▸ Exercise brief: Count how many lines of the listing below contain the string "vertices". Reply with the number alone.

▸ Record set:
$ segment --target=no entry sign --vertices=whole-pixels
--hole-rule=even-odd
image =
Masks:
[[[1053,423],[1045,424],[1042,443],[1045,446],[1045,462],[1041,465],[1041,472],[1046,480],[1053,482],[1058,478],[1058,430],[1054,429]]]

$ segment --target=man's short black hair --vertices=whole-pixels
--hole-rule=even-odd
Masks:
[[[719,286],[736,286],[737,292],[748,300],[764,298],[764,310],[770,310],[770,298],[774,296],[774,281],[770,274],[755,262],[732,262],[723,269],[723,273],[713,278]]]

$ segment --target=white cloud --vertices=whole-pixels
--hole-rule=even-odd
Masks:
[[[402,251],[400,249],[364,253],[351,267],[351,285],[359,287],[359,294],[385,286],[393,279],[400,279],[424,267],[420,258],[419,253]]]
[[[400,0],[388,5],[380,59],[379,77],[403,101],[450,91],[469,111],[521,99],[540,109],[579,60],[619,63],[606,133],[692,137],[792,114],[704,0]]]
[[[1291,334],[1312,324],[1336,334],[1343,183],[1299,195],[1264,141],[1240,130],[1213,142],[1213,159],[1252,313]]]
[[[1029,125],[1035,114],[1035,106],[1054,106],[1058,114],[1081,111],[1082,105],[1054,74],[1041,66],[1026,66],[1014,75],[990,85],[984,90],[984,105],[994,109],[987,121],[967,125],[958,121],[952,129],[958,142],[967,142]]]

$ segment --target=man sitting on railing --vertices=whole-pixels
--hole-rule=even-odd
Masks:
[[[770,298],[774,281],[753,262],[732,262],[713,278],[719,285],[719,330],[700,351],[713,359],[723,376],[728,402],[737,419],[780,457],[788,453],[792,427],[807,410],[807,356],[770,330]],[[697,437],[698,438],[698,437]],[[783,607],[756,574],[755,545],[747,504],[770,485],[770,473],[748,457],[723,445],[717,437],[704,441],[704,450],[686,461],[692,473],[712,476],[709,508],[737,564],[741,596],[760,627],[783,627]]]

▸ Exercise answer: 4